** SOURCE DOCUMENT **
..........

Urokinase plasminogen activator regulates pulmonary arterial contractility and vascular permeability in mice

Am J Respir Cell Mol Biol. 2011 May 26. [Epub ahead of print]
Urokinase Plasminogen Activator Regulates Pulmonary Arterial Contractility and Vascular Permeability in Mice.
Nassar T, Yarovoi S, Abu Fanne R, Waked O, Allen TC, Idell S, Cines DB, Higazi AA.
Clinical Biochemistry, Hebrew University-Hadassah Medical Center, Jerusalem, Israel.
Urokinase plasminogen activator (uPA) is elevated in pathological settings such as acute lung injury where pulmonary arterial contractility and permeability are disrupted. uPA limits fibrin accretion post-injury. Here we asked whether uPA also regulates pulmonary arterial contractility and permeability. Contractility was measured using isolated pulmonary arterial rings. Pulmonary blood flow was measured in vivo by Doppler and pulmonary vascular permeability by extravasation of Evans Blue. Our data show that uPA regulates both in vitro pulmonary arterial contractility induced by phenylephrine in a dose-dependent manner through two receptor-dependent pathways and regulates vascular contractility and permeability in vivo. Physiological concentrations of uPA (≤1 nM) stimulate contractility of pulmonary arterial rings induced by phenylephrine through the LDL receptor related protein receptor (LRP). The procontractile effect of uPA is independent of its catalytic activity. At pathophysiological concentrations, uPA (20 nM) inhibits contractility and increases vascular permeability. Inhibition of vascular contractility and increase of vascular permeability is mediated through a two-step process that involves docking to N-methyl-D-aspartate (NMDA) receptor-1 (NMDA-R1) on pulmonary vascular smooth muscle cells and requires catalytic activity. Peptides that specifically inhibit uPA docking to NMDA-R or a uPA variant with a mutated receptor docking site abolished both its effects on vascular contractility and permeability without affecting its catalytic activity. These data show that uPA, at concentrations found in pathological conditions, reduces pulmonary arterial contractility and increases permeability though activation of NMDA-R1. Selective inhibition of NMDAR-1 activation by uPA can be accomplished without loss of fibrinolytic activity.

..........

Source data
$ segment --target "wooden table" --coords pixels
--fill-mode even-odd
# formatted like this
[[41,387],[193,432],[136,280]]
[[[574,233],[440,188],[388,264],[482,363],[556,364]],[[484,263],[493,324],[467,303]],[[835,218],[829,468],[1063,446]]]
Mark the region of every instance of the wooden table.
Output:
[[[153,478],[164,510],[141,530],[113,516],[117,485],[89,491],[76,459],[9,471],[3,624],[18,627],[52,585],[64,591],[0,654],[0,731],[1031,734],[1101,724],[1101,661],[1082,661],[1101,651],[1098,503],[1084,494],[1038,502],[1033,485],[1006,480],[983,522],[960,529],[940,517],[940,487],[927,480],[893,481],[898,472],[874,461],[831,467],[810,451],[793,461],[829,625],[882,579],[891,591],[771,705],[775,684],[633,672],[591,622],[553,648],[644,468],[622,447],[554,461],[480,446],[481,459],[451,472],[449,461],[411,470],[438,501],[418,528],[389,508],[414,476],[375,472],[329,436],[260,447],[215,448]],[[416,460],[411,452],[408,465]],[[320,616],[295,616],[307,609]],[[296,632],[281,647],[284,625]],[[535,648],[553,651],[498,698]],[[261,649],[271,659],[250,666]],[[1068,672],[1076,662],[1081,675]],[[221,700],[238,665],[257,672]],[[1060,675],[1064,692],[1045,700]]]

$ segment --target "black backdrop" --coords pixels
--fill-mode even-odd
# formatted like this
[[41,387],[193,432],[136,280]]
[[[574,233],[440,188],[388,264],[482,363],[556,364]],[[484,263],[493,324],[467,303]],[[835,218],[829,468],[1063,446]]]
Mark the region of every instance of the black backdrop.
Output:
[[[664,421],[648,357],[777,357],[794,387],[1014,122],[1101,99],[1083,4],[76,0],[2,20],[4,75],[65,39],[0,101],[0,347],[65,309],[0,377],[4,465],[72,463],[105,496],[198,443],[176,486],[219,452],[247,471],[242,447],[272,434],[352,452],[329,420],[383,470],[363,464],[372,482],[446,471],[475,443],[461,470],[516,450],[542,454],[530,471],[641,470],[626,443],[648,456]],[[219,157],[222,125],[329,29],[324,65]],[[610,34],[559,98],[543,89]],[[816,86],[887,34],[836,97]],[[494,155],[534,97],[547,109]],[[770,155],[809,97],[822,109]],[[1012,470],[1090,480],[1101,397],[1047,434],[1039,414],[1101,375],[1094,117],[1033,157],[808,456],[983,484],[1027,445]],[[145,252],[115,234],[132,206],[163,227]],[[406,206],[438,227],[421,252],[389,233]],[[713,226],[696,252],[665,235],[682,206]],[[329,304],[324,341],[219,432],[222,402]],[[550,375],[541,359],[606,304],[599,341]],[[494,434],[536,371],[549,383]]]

..........

** TASK GOAL **
Retype the stretch of the uPA abstract from "Am J Respir" through "DB, Higazi AA." word for word.

** TASK OUTPUT **
Am J Respir Cell Mol Biol. 2011 May 26. [Epub ahead of print]
Urokinase Plasminogen Activator Regulates Pulmonary Arterial Contractility and Vascular Permeability in Mice.
Nassar T, Yarovoi S, Abu Fanne R, Waked O, Allen TC, Idell S, Cines DB, Higazi AA.